ESTRATTO FORNITO —
ROSTAGNO, Mauro

Dizionario Biografico degli Italiani - Volume 88 (2017)

ROSTAGNO, Mauro

Maria Pia Bigaran

ROSTAGNO, Mauro. – Nacque a Torino il 6 marzo 1942 da Guido e da Gina Berruti, entrambi dipendenti FIAT, che dopo quattro anni ebbero un’altra figlia, Carla.

Studiò dai salesiani e poi al liceo scientifico; a diciassette anni si sposò con una coetanea conosciuta in vacanza, Maria Teresa Conversano; con lei ebbe una figlia, Monica, nata il 18 aprile 1961. Il matrimonio finì presto e in seguito fece l’operaio in Germania, l’addetto alle pulizie della metropolitana e lo scaricatore di frutta in Inghilterra, poi, a Milano, lavorò per otto mesi come operaio all’Autobianchi. Al principio degli anni Sessanta conseguì la maturità liceale e cominciò a occuparsi di politica nell’area del Partito socialista italiano di unità proletaria (PSIUP).

Nel 1963 Rostagno si iscrisse alla neonata facoltà di sociologia, a Trento, quando, contemporaneamente alle rivolte montanti nelle università americane, francesi e tedesche, stava nascendo il movimento studentesco. La comunità degli studenti sperimentava innanzitutto nuovi modi di essere, incontrarsi e organizzarsi, in un clima da «stato nascente» che in seguito ricordò come un’esperienza esistenziale preziosa e «irraccontabile» (La memoria dell’Università, 2014, p. 98). Divenne «leader carismatico», come affermano molti protagonisti di quella stagione; le testimonianze delineano il profilo di una personalità coinvolgente, giocosa, libertaria. La prima occupazione dell’istituto, nel gennaio 1966, intendeva rivendicare il riconoscimento giuridico della laurea in sociologia, allora a rischio di essere sacrificata in quella di scienze politiche, e si sviluppò attraverso la messa in discussione del sapere sociologico e dell’autoritarismo accademico; Rostagno, con Marco Boato e Luigi Chiais, nel 1966 fu nella commissione che interloquiva con l’istituto in merito alla definizione dello statuto e del piano di studi. Nell’autunno del 1967 con Renato Curcio, a cui lo legò un’immediata simpatia e con il quale coabitò per un certo tempo, si fece promotore dell’«università negativa», gruppo di studio che rileggeva testi ignorati nei corsi di laurea e ne redigeva di originali; in seguito, dopo che a dirigere l’istituto fu chiamato Francesco Alberoni, diede vita con il movimento studentesco all’«università critica», una forma di cogestione in chiave riformatrice che si sviluppò nella messa a punto di forme e contenuti alternativi della didattica.

INFORMAZIONI ESTRATTE —
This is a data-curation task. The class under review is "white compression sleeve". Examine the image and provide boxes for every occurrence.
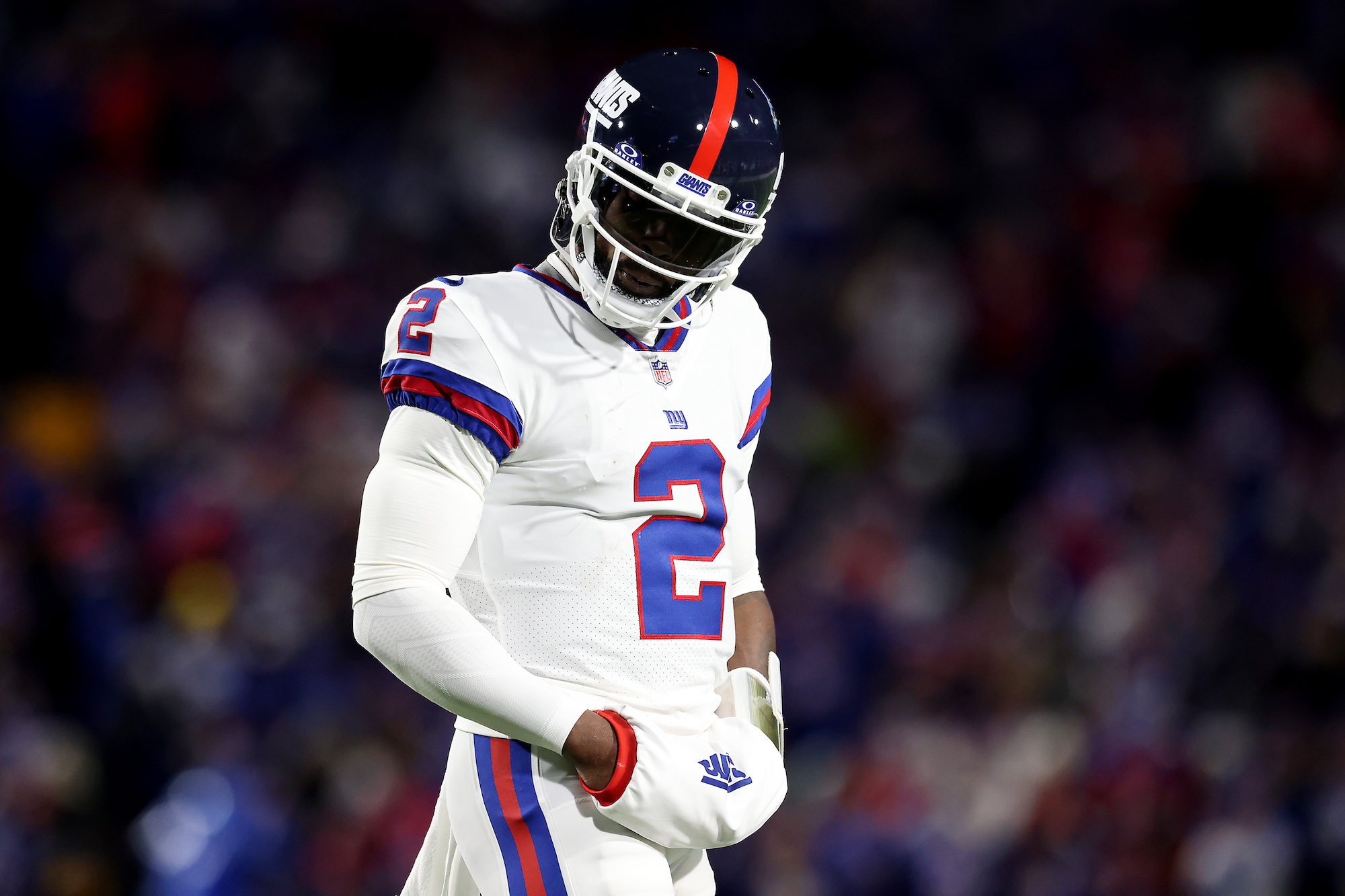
[355,587,586,754]
[354,407,586,752]
[354,406,495,602]
[724,483,763,598]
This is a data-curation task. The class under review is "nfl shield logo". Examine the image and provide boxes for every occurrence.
[650,358,672,386]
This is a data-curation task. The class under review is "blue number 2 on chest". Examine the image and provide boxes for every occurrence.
[632,438,728,641]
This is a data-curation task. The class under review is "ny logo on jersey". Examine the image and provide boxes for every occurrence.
[701,754,752,794]
[589,70,640,118]
[650,358,672,387]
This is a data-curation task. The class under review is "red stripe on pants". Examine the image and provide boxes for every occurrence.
[491,737,546,896]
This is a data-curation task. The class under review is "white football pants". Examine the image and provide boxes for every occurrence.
[402,731,714,896]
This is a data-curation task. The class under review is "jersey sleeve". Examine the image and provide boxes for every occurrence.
[738,371,771,448]
[379,277,523,463]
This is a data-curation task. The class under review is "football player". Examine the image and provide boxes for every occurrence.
[354,48,785,896]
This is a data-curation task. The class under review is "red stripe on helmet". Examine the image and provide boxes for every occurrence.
[689,52,738,180]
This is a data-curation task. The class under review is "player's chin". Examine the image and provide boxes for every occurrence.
[615,265,677,298]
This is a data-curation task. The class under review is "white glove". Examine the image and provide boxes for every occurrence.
[581,654,787,849]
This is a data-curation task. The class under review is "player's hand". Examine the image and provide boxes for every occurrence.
[561,710,616,790]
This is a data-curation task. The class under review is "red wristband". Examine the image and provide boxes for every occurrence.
[580,709,636,806]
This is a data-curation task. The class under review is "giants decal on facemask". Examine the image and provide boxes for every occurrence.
[677,173,710,196]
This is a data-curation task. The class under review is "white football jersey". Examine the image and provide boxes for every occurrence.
[382,265,771,732]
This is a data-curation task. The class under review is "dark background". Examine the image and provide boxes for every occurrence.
[0,0,1345,896]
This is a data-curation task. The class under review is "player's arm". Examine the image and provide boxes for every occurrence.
[354,407,594,752]
[729,589,775,676]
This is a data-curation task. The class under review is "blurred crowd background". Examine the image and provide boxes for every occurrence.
[0,0,1345,896]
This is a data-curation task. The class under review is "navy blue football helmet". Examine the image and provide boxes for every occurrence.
[551,48,784,329]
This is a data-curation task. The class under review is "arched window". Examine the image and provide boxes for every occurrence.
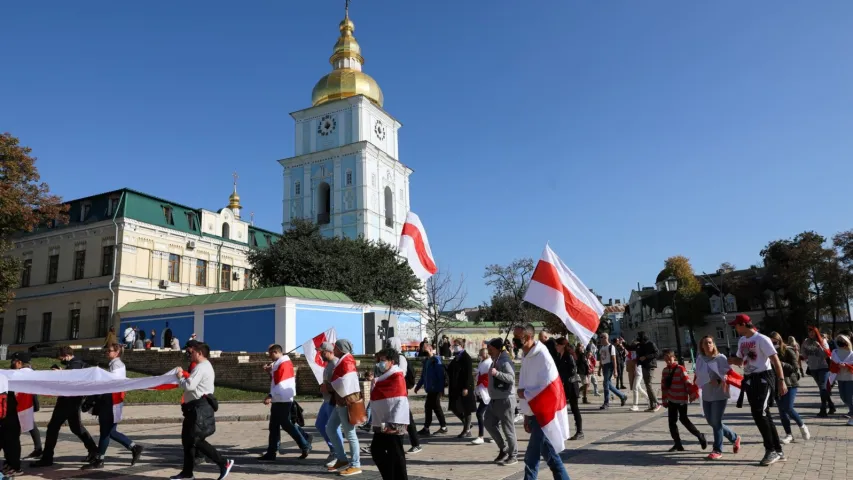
[317,182,332,225]
[385,187,394,227]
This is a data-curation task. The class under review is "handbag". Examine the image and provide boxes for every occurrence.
[346,393,367,425]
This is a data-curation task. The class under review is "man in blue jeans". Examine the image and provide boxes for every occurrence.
[314,342,344,467]
[598,333,628,410]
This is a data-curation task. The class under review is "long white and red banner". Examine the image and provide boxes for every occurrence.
[302,327,337,385]
[0,368,178,397]
[398,212,438,282]
[518,342,570,453]
[331,353,361,397]
[524,245,604,345]
[370,365,409,427]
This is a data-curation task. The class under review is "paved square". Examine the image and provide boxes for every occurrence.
[20,378,853,480]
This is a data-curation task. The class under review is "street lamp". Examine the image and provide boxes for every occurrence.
[664,275,684,365]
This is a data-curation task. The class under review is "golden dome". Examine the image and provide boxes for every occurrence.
[311,14,384,107]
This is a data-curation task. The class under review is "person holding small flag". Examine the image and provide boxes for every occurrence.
[260,345,313,461]
[370,348,410,480]
[513,323,569,480]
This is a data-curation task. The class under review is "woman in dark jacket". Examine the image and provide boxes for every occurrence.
[447,339,477,438]
[556,338,586,440]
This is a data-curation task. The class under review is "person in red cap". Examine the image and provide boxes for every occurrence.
[729,314,788,467]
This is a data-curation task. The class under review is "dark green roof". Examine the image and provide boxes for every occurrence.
[14,188,281,248]
[118,287,354,313]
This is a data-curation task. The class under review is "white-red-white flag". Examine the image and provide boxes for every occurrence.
[398,212,438,282]
[302,327,337,385]
[524,245,604,345]
[331,353,361,397]
[370,365,409,427]
[518,342,570,453]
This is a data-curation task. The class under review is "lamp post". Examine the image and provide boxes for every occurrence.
[664,276,684,365]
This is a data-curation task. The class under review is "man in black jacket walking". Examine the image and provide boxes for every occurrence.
[447,338,477,438]
[628,332,660,412]
[30,345,98,468]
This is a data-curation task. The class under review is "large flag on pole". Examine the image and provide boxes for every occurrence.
[524,245,604,345]
[398,212,438,282]
[302,327,337,385]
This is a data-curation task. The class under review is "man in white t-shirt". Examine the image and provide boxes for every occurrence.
[598,333,628,410]
[729,314,788,467]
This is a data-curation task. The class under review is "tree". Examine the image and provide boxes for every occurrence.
[249,220,422,310]
[421,270,468,345]
[483,258,548,334]
[0,133,68,311]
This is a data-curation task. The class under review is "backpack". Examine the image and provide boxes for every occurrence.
[406,362,416,390]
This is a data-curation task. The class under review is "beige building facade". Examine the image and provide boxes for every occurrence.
[6,185,280,345]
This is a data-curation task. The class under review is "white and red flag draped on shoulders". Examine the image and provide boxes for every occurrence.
[331,353,361,397]
[302,327,337,385]
[398,212,438,282]
[370,365,409,427]
[518,342,570,446]
[524,245,604,345]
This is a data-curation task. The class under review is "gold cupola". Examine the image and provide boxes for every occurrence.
[311,6,384,107]
[228,172,243,218]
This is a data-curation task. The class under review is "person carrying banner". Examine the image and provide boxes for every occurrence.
[729,313,788,467]
[170,343,234,480]
[81,343,143,470]
[326,339,361,477]
[30,345,98,468]
[260,345,313,461]
[370,348,411,480]
[513,323,569,480]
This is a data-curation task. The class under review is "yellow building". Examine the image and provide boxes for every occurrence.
[6,186,280,345]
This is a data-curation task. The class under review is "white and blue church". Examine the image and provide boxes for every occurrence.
[118,6,424,353]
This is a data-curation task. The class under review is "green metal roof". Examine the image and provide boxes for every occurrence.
[118,287,354,313]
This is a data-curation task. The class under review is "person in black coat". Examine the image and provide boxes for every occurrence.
[555,338,586,440]
[447,338,477,438]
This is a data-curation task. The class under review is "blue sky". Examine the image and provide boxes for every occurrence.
[0,0,853,305]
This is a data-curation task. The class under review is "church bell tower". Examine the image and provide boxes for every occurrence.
[279,3,412,246]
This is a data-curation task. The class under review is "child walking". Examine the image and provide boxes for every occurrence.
[661,350,708,452]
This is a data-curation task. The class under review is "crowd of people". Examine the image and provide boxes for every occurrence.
[5,315,853,480]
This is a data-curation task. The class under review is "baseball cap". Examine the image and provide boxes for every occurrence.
[729,313,752,327]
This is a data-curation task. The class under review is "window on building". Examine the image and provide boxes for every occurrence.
[98,307,110,337]
[385,187,394,227]
[317,182,332,225]
[41,312,53,342]
[15,315,27,343]
[21,258,33,287]
[107,197,121,217]
[47,254,59,283]
[68,308,80,340]
[80,203,92,222]
[195,260,207,287]
[101,245,115,276]
[74,250,86,280]
[163,206,175,225]
[169,253,181,283]
[220,264,231,290]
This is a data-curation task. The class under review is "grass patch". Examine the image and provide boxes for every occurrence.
[0,358,267,406]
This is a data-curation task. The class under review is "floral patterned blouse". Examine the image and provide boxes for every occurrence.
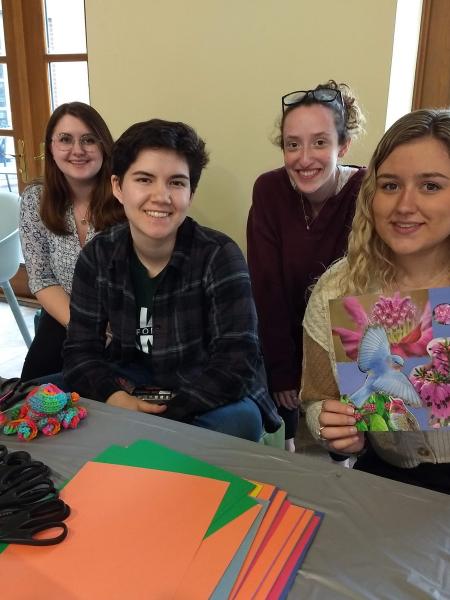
[19,184,96,294]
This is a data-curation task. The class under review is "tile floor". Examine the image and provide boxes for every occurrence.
[0,301,329,460]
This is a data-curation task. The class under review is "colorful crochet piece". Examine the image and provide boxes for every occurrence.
[3,383,87,442]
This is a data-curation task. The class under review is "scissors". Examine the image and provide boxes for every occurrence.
[0,499,70,546]
[0,444,32,471]
[0,461,58,509]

RICHIESTE —
- 1) Elenca tutti i lavori che, secondo la biografia di Mauro Rostagno, egli svolse dopo la fine del primo matrimonio.
- 2) Continua la biografia di Mauro Rostagno dopo l'ultima frase riportata.

RISPOSTE PUNTO PER PUNTO —
- 1)
- operaio in Germania
- addetto alle pulizie della metropolitana
- scaricatore di frutta in Inghilterra
- operaio all'Autobianchi a Milano, per otto mesi

- 2)
Nel corso del 1969 la protesta si riversò fuori dall’università, indirizzandosi contro l’imperialismo e la guerra del Vietnam, cercando il collegamento alle lotte operaie. In un contesto politico già mutato in cui appariva urgente la presenza in altri luoghi caldi dello scontro sociale, molti esponenti del movimento lasciarono Trento. Tra questi c’era Rostagno, che tornò a Milano prima della laurea. Nell’autunno del 1969, insieme all’altro leader del movimento universitario trentino Boato, ai protagonisti della contestazione studentesca torinese (Luigi Bobbio, Enrico Deaglio, Guido Viale) e a militanti dell’organizzazione Potere operaio toscano (Adriano Sofri, Giorgio Pietrostefani), fu tra i fondatori del gruppo della sinistra extraparlamentare Lotta continua. Inizialmente la formazione si caratterizzò per la capacità aggregante e la forte impronta spontaneistica, operaista e di critica radicale nei confronti delle organizzazioni storiche del movimento operaio. Mauro si occupò del giornale e fece ‘lavoro politico’ nelle grandi fabbriche.

Fu un dirigente anomalo, disinteressato alle gerarchie. «In Lotta continua il prestigio di Mauro era fortissimo, e altrettanto forte l’affetto per lui: ma nella divisione dei ruoli tenne sempre una posizione un po’ eccentrica» (Sofri, 1988, p. 103).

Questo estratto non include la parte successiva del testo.